Dal Palazzo di Vetro, la richiesta rivolta a tutte le parti in campo di consentire e facilitare l’accesso umanitario, immediato e senza ostacoli a tutte le persone bisognose, oltre al ripristino dei servizi di base, dall’assistenza sanitaria, all’acqua, elettricità e alle comunicazioni.

L’opinion del segretario della Commissione per le comunicazioni sociali della Conferenza Episcopale Nazionale del Congo

Abbiamo chiesto a padre Guy Masieta, segretario della Commissione per le comunicazioni sociali della Conferenza Episcopale Nazionale del Congo (Cenco), che si trova nella capitale Kinshasa, qual è la situazione generale del Paese.

Si vive ancora in un ambiente segnato dalla guerra, che l’M23 e i suoi alleati ruandesi stanno conducendo nella parte orientale della Repubblica.  Le città di Goma e Bukavu sono ormai sotto il controllo dei ribelli.  In questa regione, la popolazione sta affrontando diverse calamità, uccisioni, sfollamenti. In molti sono fuggiti per cercare rifugio nei Paesi vicini.  La situazione umanitaria è grave. Alla popolazione manca tutto. I vescovi di Goma e Bukavu hanno lanciato un Sos alle agenzie umanitarie.  Qui a Kinshasa, le autorità stanno tenendo una serie di incontri diplomatici per porre fine agli scontri, che per il momento sono cessati. La popolazione è traumatizzata.

Quali sono le ragioni che hanno portato all’escalation degli scontri?

Le ragioni di questa guerra sono complesse al di là delle dichiarazioni di superficie.  L’M23 accusa le autorità di Kinshasa di non rispettare gli accordi sottoscritti, di malgoverno, di sostegno alle Fdlr (le Forze democratiche per la liberazione del Ruanda, il principale gruppo residuo di ribelli ruandesi aderenti alla dottrina razzista dell’Hutu Power, ndr). Il governo, da parte sua, accusa i ribelli di voler conquistare l’Est del Paese per sfruttarne le materie prime con l’appoggio del Ruanda.

Lo scorso Natale, i vescovi della Conferenza episcopale nazionale del Congo (Cenco) hanno lanciato un messaggio in favore del patto sociale per la pace e la coesistenza nella Repubblica Democratica del Congo e nella regione dei Grandi Laghi. La comunità internazionale ha risposto al vostro appello?

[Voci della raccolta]
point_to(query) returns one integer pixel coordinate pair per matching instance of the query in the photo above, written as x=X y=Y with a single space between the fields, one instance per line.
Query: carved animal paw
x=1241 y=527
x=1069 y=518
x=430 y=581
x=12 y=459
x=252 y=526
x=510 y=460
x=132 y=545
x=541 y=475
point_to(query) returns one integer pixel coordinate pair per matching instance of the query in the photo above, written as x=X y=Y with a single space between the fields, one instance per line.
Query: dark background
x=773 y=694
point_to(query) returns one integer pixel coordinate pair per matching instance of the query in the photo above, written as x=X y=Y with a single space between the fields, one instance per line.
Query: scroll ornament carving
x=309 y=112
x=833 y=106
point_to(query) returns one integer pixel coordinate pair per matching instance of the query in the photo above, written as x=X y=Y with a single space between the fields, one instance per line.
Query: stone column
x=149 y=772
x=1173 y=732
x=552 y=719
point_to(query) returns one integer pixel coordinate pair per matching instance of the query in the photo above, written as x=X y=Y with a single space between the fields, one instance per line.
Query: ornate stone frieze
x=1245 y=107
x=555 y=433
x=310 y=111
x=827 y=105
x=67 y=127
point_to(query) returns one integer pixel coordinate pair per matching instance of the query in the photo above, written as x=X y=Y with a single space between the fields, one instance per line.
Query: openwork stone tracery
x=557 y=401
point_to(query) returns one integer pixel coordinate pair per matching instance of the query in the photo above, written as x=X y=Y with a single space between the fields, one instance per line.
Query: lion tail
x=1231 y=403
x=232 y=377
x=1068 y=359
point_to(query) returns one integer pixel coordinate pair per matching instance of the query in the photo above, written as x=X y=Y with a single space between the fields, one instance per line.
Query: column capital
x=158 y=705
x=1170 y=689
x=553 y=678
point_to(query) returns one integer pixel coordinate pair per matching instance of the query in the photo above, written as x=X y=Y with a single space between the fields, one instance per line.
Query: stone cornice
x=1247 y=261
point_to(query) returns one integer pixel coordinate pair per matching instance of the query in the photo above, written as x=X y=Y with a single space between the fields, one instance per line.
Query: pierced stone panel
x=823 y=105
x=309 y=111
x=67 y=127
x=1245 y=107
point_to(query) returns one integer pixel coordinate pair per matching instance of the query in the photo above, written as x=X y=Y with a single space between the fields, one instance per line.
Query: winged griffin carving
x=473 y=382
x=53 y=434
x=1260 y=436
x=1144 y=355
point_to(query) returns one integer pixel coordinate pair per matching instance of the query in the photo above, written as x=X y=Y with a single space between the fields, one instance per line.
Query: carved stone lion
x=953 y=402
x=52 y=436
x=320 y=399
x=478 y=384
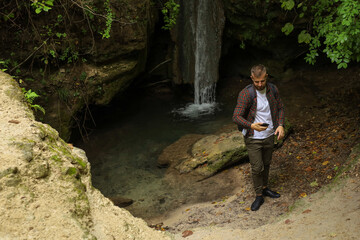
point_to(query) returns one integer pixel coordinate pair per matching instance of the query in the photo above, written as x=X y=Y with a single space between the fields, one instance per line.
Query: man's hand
x=280 y=132
x=258 y=127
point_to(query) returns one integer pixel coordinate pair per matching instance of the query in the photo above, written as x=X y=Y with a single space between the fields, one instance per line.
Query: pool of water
x=124 y=147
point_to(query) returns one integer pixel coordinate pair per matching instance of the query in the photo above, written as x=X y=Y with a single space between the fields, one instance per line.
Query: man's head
x=259 y=76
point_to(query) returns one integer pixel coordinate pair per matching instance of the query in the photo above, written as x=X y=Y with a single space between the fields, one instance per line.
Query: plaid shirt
x=244 y=103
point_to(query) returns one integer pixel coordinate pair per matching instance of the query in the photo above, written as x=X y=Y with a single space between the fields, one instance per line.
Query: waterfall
x=205 y=80
x=200 y=30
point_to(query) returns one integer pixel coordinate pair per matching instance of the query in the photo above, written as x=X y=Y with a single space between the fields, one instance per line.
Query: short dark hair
x=258 y=70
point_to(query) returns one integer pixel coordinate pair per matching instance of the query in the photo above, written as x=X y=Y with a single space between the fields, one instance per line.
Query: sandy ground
x=332 y=213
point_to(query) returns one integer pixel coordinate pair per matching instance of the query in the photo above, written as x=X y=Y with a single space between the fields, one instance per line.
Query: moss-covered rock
x=213 y=153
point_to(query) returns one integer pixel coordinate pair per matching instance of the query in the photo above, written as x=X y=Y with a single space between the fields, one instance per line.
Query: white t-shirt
x=263 y=114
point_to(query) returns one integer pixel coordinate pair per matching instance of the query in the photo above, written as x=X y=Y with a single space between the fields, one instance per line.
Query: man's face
x=259 y=82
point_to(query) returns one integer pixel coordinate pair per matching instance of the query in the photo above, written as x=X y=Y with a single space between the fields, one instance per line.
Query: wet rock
x=214 y=153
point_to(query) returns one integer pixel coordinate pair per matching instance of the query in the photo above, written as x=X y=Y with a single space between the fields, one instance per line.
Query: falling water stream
x=206 y=23
x=124 y=148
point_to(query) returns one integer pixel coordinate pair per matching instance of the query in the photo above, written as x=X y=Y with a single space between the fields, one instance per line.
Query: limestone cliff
x=45 y=183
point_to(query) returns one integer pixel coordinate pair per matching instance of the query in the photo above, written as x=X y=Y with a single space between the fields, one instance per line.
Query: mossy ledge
x=45 y=183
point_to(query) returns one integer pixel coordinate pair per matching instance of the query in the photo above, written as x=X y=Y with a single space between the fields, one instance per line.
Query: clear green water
x=124 y=147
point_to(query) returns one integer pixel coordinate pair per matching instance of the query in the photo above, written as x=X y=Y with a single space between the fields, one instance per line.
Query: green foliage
x=304 y=37
x=287 y=4
x=109 y=20
x=335 y=29
x=170 y=11
x=43 y=5
x=288 y=28
x=30 y=97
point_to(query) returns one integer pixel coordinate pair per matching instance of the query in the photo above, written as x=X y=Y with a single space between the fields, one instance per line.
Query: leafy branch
x=335 y=29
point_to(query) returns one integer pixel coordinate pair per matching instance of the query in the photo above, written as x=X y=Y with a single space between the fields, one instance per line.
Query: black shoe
x=269 y=193
x=257 y=203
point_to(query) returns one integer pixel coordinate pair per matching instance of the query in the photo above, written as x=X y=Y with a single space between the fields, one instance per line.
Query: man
x=262 y=106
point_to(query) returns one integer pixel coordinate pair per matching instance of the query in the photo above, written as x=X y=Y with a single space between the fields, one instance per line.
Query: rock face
x=111 y=66
x=208 y=155
x=45 y=183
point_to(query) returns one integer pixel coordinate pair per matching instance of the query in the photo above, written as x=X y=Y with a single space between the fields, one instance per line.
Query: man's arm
x=280 y=131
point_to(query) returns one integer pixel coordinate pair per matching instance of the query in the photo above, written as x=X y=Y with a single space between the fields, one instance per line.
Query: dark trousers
x=260 y=153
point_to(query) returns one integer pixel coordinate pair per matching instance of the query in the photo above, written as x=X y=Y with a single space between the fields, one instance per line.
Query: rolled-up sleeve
x=243 y=102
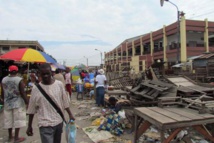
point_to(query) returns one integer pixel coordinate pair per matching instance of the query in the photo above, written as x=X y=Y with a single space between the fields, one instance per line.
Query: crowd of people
x=44 y=82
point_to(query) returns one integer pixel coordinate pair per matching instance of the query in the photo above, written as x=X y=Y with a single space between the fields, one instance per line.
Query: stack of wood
x=148 y=92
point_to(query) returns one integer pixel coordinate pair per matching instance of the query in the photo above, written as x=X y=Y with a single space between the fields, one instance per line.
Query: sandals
x=20 y=139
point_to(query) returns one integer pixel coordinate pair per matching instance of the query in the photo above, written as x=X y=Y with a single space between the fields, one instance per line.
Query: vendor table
x=171 y=118
x=116 y=92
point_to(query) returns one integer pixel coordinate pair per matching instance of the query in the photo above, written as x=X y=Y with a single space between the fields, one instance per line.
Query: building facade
x=195 y=38
x=8 y=45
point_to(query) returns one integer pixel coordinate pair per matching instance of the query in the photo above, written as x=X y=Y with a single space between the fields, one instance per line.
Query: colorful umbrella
x=28 y=55
x=81 y=66
x=55 y=66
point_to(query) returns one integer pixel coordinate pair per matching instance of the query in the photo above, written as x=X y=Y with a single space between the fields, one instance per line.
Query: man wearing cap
x=100 y=83
x=14 y=98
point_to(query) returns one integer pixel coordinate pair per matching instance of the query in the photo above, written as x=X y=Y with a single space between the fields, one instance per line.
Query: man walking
x=68 y=81
x=14 y=99
x=100 y=83
x=49 y=120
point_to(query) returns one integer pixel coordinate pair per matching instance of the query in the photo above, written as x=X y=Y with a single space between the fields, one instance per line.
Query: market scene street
x=107 y=71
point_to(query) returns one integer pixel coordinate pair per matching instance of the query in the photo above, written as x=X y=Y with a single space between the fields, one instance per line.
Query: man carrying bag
x=48 y=100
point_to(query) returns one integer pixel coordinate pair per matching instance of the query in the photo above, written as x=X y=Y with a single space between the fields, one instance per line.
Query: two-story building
x=195 y=38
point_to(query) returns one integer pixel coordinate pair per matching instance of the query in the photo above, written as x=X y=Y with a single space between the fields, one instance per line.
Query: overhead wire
x=202 y=14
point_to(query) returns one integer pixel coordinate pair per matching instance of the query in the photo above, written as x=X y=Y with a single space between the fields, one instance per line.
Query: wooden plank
x=155 y=87
x=170 y=114
x=196 y=113
x=192 y=115
x=159 y=118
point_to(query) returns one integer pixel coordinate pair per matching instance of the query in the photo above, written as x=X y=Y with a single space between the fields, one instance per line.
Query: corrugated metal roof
x=205 y=56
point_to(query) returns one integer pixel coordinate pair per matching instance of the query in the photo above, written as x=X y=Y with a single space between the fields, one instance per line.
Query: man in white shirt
x=49 y=120
x=100 y=83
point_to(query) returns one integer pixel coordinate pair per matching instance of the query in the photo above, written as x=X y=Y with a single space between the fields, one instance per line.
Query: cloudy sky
x=72 y=29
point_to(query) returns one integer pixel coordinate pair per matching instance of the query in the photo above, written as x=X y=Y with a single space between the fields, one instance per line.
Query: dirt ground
x=80 y=138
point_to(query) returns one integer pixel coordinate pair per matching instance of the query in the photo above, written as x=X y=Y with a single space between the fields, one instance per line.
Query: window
x=5 y=48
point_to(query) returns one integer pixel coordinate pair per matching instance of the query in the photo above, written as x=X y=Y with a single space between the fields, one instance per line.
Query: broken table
x=171 y=118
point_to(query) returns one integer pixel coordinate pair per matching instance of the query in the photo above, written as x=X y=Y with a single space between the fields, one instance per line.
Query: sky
x=71 y=30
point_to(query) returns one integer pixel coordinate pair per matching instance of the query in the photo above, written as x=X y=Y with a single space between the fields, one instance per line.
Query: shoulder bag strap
x=50 y=101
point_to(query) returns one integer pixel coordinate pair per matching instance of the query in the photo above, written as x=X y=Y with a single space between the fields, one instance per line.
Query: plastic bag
x=122 y=114
x=71 y=132
x=96 y=122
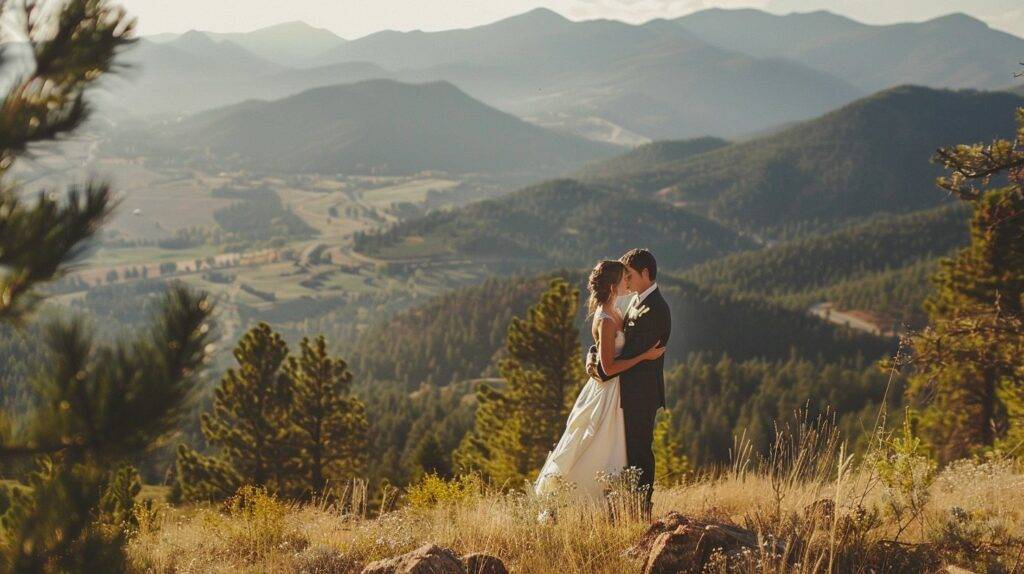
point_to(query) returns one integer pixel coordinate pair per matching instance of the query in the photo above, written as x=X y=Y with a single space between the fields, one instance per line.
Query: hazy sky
x=352 y=18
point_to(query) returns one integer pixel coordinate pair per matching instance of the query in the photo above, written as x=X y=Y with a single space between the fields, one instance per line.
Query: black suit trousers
x=639 y=451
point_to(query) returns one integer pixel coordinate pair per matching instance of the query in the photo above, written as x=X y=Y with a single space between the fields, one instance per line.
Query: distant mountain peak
x=957 y=19
x=538 y=16
x=195 y=38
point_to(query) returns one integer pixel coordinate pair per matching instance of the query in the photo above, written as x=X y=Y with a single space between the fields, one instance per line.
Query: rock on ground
x=431 y=559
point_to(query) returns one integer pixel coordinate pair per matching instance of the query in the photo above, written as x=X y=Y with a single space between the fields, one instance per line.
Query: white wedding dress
x=594 y=439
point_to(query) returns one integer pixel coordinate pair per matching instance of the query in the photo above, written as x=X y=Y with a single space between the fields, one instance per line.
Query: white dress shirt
x=644 y=295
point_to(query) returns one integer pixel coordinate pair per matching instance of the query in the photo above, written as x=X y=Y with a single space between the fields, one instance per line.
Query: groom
x=647 y=321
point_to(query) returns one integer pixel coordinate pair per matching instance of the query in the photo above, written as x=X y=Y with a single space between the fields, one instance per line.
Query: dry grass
x=971 y=517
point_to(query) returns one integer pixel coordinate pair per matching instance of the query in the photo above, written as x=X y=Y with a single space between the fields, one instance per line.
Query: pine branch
x=105 y=403
x=70 y=50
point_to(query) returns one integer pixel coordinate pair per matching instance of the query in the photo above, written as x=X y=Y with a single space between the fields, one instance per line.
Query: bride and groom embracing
x=611 y=425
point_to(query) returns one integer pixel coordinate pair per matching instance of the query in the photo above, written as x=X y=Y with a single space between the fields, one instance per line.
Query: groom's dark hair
x=640 y=259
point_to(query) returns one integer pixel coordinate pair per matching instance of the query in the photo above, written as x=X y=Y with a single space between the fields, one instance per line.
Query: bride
x=594 y=440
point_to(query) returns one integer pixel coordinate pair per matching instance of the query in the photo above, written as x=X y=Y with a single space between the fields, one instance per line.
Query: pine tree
x=249 y=425
x=429 y=458
x=970 y=360
x=97 y=405
x=672 y=464
x=517 y=425
x=330 y=425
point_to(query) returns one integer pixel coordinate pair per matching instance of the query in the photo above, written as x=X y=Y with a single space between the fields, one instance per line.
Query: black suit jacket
x=643 y=386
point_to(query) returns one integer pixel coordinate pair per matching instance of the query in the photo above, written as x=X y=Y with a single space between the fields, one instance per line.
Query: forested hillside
x=864 y=159
x=558 y=223
x=457 y=336
x=650 y=157
x=379 y=126
x=851 y=253
x=953 y=51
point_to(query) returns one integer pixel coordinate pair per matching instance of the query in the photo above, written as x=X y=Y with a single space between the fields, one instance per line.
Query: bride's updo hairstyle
x=605 y=275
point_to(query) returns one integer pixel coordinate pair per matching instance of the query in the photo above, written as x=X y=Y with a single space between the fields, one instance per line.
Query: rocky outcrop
x=676 y=543
x=484 y=564
x=431 y=559
x=428 y=559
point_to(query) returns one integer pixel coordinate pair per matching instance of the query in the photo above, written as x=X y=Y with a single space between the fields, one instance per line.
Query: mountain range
x=867 y=158
x=558 y=223
x=722 y=73
x=952 y=51
x=377 y=127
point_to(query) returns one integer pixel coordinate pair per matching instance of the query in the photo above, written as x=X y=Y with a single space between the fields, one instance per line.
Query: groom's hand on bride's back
x=592 y=361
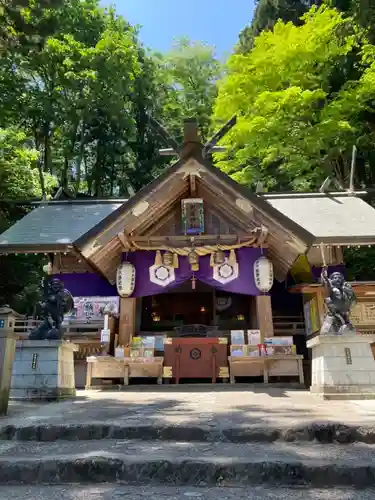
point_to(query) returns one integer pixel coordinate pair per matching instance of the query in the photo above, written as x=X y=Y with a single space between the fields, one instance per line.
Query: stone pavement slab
x=212 y=406
x=118 y=492
x=169 y=463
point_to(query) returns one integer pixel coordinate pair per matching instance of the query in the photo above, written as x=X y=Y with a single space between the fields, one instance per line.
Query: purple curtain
x=244 y=284
x=87 y=285
x=94 y=285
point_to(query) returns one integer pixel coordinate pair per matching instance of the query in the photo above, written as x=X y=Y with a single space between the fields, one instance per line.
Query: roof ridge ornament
x=191 y=136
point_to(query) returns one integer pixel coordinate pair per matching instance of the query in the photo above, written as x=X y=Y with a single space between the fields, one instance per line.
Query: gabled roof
x=332 y=218
x=256 y=200
x=55 y=225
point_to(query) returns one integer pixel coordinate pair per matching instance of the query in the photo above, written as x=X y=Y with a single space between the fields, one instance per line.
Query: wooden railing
x=288 y=325
x=74 y=328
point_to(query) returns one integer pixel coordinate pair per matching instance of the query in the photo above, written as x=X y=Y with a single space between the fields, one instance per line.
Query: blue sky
x=216 y=22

ELENCO DEI COMPITI:
1. Rispondi alle seguenti domande sul brano relativo alla Repubblica Democratica del Congo.
(a) Quali città sono ormai sotto il controllo dei ribelli?
(b) Di che cosa il governo accusa i ribelli?
(c) In quale periodo i vescovi della Cenco hanno lanciato il messaggio in favore del patto sociale per la pace e la coesistenza?
2. Riscrivi come CSV a due colonne, chiamate richiesta e risposta, tutti i record dall'inizio fino alla riga che contiene "x=773 y=694", inclusa. Metti ogni record su una riga, con testo e risposta racchiusi ciascuno tra virgolette in un unico campo e gli a capo sostituiti da spazi.

RISPOSTE SCRITTE:
1.
(a) Goma e Bukavu.
(b) Il governo accusa i ribelli di voler conquistare l'Est del Paese per sfruttarne le materie prime con l'appoggio del Ruanda.
(c) Lo scorso Natale.

2.
richiesta,risposta
"point_to(query) returns one integer pixel coordinate pair per matching instance of the query in the photo above, written as x=X y=Y with a single space between the fields, one instance per line. Query: carved animal paw","x=1241 y=527 x=1069 y=518 x=430 y=581 x=12 y=459 x=252 y=526 x=510 y=460 x=132 y=545 x=541 y=475"
"point_to(query) returns one integer pixel coordinate pair per matching instance of the query in the photo above, written as x=X y=Y with a single space between the fields, one instance per line. Query: dark background","x=773 y=694"